**The request:**
Only the lines from the one containing "TARGET: tree trunk" to the end of the records belong in the output; print them exactly.

(Pointing dataset excerpts)

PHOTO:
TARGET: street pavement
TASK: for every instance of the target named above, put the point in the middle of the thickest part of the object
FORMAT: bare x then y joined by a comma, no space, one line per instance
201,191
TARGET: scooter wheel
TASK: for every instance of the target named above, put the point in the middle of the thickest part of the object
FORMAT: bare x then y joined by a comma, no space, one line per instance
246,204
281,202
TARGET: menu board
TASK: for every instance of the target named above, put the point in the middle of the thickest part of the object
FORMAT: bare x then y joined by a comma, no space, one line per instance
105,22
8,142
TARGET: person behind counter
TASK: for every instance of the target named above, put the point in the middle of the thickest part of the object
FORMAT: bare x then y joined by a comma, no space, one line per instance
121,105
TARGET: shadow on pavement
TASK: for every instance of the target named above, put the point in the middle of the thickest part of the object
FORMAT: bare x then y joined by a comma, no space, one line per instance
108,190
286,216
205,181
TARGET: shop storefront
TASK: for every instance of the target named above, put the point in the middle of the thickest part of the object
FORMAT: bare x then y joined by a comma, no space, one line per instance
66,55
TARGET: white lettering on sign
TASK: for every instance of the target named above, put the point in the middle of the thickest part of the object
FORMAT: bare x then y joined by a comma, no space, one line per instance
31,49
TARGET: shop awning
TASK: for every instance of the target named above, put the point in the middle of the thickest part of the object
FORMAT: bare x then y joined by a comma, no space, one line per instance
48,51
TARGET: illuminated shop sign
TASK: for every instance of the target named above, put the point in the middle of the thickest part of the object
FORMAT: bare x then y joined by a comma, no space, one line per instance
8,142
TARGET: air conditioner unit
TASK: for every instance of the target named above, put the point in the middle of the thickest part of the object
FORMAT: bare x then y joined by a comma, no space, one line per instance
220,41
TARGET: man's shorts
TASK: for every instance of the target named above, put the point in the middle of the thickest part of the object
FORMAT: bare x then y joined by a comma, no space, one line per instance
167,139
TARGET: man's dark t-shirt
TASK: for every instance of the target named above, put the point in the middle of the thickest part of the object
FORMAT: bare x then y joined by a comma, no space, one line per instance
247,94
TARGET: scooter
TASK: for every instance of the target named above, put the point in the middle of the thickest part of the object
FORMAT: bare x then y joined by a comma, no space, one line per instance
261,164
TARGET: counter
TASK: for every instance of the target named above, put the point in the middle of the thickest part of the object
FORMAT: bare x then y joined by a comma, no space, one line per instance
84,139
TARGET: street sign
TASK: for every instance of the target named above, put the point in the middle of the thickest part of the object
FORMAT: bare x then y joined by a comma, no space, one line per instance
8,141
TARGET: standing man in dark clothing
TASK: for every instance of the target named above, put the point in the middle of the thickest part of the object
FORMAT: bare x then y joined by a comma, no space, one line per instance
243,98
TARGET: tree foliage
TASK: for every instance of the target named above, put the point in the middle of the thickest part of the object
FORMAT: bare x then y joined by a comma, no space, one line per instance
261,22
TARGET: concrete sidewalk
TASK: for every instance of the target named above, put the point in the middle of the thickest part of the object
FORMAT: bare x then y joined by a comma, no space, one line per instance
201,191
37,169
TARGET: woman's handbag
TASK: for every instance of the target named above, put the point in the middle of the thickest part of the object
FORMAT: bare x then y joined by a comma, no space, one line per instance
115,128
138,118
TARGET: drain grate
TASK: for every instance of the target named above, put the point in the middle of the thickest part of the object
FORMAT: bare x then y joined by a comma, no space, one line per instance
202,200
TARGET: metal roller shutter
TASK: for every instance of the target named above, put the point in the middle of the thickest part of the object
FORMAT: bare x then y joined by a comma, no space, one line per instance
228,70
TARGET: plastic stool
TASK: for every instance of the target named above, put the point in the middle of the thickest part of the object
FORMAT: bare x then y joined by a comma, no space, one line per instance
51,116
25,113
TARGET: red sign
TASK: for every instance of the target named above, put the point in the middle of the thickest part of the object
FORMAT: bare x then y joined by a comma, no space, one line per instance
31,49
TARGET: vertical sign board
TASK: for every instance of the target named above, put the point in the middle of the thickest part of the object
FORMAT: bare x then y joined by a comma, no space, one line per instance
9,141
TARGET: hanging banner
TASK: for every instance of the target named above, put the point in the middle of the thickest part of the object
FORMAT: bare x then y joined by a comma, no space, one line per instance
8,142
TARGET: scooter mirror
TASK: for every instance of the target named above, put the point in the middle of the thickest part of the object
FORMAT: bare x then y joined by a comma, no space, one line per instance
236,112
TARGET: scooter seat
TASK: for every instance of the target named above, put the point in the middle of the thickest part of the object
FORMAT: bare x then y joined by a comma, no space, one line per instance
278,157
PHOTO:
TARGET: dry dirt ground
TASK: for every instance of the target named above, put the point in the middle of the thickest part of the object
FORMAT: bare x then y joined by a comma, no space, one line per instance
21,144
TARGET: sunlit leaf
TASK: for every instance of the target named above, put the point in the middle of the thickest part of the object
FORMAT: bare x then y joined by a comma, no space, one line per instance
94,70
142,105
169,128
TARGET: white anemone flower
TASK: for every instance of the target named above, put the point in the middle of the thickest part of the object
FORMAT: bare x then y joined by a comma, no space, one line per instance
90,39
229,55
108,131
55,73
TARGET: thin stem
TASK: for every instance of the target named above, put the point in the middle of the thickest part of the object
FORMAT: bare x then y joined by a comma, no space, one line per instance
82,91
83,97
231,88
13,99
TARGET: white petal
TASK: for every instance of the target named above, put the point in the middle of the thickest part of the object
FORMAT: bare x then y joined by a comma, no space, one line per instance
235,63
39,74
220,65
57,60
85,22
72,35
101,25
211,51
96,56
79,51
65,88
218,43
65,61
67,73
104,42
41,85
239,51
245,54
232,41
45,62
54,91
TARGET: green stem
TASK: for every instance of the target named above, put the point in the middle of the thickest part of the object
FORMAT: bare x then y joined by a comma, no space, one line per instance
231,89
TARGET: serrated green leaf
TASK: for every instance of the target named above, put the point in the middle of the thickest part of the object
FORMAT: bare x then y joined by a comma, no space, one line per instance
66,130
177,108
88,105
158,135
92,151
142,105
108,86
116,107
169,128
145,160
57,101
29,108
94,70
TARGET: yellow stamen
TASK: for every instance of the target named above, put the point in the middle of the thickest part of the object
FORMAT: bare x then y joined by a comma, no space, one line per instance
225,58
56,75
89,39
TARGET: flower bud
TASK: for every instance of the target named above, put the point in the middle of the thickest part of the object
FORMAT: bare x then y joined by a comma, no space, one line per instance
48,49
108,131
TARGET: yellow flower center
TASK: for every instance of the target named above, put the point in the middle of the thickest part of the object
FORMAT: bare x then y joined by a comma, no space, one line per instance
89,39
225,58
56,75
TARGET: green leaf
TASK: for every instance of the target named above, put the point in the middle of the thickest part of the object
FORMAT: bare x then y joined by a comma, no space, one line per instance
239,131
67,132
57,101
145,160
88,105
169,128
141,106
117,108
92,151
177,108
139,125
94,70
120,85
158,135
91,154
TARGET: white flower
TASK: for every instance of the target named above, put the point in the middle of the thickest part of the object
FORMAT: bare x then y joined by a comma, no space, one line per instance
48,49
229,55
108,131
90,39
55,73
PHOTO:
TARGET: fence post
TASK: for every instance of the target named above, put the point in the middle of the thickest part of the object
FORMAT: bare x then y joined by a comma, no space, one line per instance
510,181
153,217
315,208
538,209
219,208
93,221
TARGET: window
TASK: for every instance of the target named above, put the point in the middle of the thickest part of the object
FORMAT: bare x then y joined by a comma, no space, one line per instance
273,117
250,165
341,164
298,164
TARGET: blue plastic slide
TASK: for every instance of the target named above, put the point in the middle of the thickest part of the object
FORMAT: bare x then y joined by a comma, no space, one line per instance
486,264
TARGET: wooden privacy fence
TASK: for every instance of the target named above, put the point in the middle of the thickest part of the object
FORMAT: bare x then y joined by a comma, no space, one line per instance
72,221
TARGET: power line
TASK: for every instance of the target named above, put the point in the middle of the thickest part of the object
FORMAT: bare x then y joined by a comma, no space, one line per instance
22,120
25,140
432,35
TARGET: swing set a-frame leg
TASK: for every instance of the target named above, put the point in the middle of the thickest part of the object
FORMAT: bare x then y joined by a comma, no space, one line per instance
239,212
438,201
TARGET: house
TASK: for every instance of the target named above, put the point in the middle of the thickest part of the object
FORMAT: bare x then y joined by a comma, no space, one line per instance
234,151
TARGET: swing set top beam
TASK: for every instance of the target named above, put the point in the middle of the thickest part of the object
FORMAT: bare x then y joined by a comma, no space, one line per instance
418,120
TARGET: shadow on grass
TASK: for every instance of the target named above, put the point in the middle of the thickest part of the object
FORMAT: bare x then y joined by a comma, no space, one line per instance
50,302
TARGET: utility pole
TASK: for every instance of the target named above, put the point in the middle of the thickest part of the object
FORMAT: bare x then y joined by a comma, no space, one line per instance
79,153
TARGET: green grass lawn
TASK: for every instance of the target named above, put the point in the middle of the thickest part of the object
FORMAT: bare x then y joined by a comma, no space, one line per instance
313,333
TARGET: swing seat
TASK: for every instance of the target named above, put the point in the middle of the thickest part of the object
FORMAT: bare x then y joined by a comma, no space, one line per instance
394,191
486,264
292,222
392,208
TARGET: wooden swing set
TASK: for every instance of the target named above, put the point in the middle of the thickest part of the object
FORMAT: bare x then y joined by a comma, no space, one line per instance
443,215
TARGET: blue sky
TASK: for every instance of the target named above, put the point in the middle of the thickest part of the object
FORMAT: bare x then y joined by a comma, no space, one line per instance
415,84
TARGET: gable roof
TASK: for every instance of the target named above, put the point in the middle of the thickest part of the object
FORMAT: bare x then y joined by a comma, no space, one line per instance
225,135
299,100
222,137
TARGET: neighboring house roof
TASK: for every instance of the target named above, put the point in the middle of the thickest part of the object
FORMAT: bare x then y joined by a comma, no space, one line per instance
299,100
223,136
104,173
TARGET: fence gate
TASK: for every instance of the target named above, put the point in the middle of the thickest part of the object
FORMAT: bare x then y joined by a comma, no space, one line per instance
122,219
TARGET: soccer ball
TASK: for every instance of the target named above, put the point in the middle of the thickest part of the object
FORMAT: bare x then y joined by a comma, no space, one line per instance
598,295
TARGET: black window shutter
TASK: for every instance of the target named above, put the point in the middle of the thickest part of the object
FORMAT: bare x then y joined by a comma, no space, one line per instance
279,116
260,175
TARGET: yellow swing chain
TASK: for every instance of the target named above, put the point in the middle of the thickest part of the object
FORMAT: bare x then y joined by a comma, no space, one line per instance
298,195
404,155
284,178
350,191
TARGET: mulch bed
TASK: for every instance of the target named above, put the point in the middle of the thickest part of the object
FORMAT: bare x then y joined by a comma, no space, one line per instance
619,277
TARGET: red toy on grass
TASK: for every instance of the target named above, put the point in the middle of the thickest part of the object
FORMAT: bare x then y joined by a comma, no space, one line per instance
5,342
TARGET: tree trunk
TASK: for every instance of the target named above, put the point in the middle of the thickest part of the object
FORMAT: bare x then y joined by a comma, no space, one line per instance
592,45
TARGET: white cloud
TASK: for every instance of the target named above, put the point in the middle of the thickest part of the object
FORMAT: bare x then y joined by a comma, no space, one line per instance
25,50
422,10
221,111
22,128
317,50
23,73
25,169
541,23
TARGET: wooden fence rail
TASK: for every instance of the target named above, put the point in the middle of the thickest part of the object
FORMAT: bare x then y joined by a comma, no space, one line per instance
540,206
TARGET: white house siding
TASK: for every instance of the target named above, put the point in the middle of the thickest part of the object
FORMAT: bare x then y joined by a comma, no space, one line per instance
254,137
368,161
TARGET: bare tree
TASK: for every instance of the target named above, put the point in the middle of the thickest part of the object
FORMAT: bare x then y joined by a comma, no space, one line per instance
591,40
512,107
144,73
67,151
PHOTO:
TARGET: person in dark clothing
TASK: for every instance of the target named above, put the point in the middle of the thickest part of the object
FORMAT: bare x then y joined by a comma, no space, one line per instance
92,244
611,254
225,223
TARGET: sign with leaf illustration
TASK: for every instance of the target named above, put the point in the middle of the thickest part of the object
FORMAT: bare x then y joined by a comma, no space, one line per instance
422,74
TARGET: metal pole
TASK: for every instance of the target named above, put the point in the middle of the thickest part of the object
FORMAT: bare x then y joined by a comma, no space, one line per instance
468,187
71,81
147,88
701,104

**Solution:**
TARGET: tree trunk
TASK: for every instance of the target named above, put the point in the middle of the thickest part of the object
FORMAT: bare x then y joined by a comma, no space, one line per instance
592,45
TARGET: white cloud
TASK: for every instance of the target named above, put the point in the middle of the thickest part of the object
FORMAT: bare x then y joined by a comma, no space, one line per instance
25,50
422,10
221,111
22,128
317,50
23,73
25,169
541,23
TARGET: wooden fence rail
TASK: for every instance of the target named above, put the point in the middle of the thickest part of the object
FORMAT: bare x then y joined by a comma, no space, one line per instance
540,206
TARGET: white house siding
TASK: for every instance of the target named above, put the point in the middle of the thickest part of the object
FORMAT: bare x then y joined by a comma, no space, one line per instance
254,137
368,161
TARGET: bare tree
TASK: for every instance of the target named above, put the point in the middle of the thickest part of the object
FORMAT: bare x then y joined by a comma, no space, one line per instance
591,40
512,107
144,73
67,151
PHOTO:
TARGET: person in dark clothing
TASK: for every instance of the target named above, put the point in the middle of the thickest part of the object
FORMAT: bare x then y joined by a comma, no space, one line per instance
92,244
611,254
225,223
TARGET: sign with leaf illustration
TASK: for every instance of the target named above, put the point in the middle of the thickest part of the object
FORMAT: bare x then y joined by a comma, no space, one line per instance
422,74
TARGET: metal pole
TASK: for every instance of the target named above, put the point in the middle of the thickest part of the object
FORMAT: bare x then y joined by a comma, no space, one line per instance
468,187
71,81
147,88
701,104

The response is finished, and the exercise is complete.